- **OBJECTIVES**:
a – In the blog post about Lucius, how long did the band take to go from debuting at the Entry to headlining the First Ave Mainroom?
b – Repeat word for word the stretch of the blog post about Lucius from "Local Current Blog" through "their blunt bangs.".

- **SOURCE TEXT**:
Local Current Blog

A conversation with Lucius: ‘We’re so excited to be coming back to Minneapolis!’

Lucius, which features co-vocalists Holly Laessig and Jess Wolf (Publicity photo)

Anyone who has seen Lucius live can tell you just how mesmerizing they can be, with co-frontwomen Jess Wolfe and Holly Laessig merging their voices and standing in perfect symmetry, often coordinating their appearance right down to the color of their socks and the cut of their blunt bangs.

Wolfe and Laessig have been performing together for over a decade now, and in recent years they’ve gelled as Lucius with drummer Dan Molad and guitarists Peter Lalish and Andrew Burri. Together, the five-piece band has worked to create a special bond with their growing fanbase in Minneapolis (they went from debuting here at the Entry to headlining the First Ave Mainroom in a short six months), and coincidentally they’ll be returning to the Twin Cities just as the album art for their debut full-length is on display at the Walker Art Center as part of their International Pop exhibit.

I caught up with Wolfe and Laessig on the phone when they were in between recording sessions at a studio in Los Angeles, and we talked about their new material, their love for pop art, and how they get ready to play big shows like Rock the Garden.

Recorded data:
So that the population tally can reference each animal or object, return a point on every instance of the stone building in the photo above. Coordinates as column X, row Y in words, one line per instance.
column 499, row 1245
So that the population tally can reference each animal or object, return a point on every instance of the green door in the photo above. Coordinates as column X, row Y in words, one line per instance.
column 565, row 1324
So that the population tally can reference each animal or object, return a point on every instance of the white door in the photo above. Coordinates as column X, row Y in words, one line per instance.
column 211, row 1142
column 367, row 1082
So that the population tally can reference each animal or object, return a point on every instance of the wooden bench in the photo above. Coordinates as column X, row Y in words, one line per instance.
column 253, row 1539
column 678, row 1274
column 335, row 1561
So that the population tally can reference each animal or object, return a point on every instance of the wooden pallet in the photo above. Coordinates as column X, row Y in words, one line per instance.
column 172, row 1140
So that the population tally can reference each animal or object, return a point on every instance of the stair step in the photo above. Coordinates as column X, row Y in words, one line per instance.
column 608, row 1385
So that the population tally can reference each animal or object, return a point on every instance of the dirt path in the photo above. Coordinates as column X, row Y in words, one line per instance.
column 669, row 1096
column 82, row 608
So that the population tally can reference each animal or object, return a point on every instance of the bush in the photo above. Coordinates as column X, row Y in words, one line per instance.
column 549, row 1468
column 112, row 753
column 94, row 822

==

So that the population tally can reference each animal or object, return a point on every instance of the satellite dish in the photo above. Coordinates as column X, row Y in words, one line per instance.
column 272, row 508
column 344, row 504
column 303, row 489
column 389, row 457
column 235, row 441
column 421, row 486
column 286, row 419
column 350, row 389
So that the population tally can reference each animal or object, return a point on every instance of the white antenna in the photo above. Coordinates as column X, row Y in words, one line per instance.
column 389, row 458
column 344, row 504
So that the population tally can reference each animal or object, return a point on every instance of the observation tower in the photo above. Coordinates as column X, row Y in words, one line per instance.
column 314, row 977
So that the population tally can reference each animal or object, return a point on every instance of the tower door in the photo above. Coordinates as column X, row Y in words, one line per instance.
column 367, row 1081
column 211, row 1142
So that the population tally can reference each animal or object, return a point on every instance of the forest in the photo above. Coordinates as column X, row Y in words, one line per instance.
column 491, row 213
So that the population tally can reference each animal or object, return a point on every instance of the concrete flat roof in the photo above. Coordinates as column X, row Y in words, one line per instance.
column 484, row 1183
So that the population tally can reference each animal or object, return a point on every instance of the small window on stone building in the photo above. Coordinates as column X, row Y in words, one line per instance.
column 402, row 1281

- **RESPONSES PER TASK**:
a – Six months.

b –
Local Current Blog

A conversation with Lucius: ‘We’re so excited to be coming back to Minneapolis!’

Lucius, which features co-vocalists Holly Laessig and Jess Wolf (Publicity photo)

Anyone who has seen Lucius live can tell you just how mesmerizing they can be, with co-frontwomen Jess Wolfe and Holly Laessig merging their voices and standing in perfect symmetry, often coordinating their appearance right down to the color of their socks and the cut of their blunt bangs.